## EXERCISE GOAL
The task requires restating, word for word, the lines of the entries below from the one containing "The component shall indicate one point per instance of the house" through the final one, both included.

---- INFORMATION GIVEN

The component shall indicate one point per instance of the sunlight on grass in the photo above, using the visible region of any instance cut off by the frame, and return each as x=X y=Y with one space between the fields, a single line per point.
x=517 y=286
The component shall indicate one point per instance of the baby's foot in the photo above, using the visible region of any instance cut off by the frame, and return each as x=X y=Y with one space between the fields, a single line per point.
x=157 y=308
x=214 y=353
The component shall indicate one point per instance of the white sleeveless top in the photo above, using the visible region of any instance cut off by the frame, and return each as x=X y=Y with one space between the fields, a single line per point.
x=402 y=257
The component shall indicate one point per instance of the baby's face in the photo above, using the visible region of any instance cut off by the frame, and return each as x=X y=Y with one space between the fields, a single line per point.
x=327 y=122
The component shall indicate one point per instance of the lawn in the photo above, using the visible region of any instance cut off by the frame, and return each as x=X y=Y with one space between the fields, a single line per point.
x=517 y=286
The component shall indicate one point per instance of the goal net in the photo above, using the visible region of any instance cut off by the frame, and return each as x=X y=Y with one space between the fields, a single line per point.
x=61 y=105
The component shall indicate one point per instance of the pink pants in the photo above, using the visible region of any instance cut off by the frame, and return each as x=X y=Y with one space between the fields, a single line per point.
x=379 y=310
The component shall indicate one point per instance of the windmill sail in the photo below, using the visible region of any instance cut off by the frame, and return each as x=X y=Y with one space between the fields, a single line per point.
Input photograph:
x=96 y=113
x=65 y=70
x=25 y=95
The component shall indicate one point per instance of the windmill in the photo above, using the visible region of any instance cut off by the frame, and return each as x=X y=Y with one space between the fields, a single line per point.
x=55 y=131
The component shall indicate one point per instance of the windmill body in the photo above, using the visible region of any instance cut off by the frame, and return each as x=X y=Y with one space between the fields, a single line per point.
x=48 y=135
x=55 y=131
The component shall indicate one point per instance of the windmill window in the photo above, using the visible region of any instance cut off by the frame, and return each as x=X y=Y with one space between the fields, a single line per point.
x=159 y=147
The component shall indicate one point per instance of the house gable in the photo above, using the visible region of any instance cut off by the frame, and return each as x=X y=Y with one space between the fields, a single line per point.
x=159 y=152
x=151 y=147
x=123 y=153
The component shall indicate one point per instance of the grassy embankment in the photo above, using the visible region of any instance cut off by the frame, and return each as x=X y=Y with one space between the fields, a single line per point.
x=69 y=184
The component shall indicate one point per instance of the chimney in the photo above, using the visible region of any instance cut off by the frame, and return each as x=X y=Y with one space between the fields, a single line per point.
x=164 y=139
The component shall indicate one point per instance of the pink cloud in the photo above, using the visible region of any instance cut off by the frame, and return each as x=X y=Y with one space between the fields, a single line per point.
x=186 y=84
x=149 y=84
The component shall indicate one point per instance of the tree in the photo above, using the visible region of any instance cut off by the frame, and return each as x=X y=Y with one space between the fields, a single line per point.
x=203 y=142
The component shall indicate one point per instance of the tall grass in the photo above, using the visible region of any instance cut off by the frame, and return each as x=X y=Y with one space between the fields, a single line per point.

--------

## EXERCISE RESULT
The component shall indicate one point per instance of the house gable in the photo above, using the visible region of any instance cut off by the frame, and return each as x=X y=Y with one space between the fields, a single line per point.
x=159 y=152
x=151 y=147
x=123 y=153
The component shall indicate one point per instance of the grassy embankment in the photo above, using the visible region of any instance cut off by the frame, and return each as x=X y=Y with one space between the fields, a single line per point.
x=69 y=184
The component shall indicate one point per instance of the chimney in the photo above, using the visible region of any instance cut off by the frame, and return each as x=X y=Y with one space between the fields, a single line per point.
x=164 y=139
The component shall indicate one point per instance of the pink cloud in the photo above, using the visible region of any instance cut off by the frame, and return each as x=X y=Y with one space between the fields, a single line per point.
x=186 y=84
x=149 y=84
The component shall indicate one point per instance of the tree in the photo above, using the visible region of any instance cut off by the frame, and return each as x=X y=Y with one space between the fields, a single line per point.
x=203 y=142
The component shall indicate one point per instance of the tall grass in the photo above, using the visible region of any instance cut off by the frame, and return each as x=X y=Y with one space between the fields, a single line per point.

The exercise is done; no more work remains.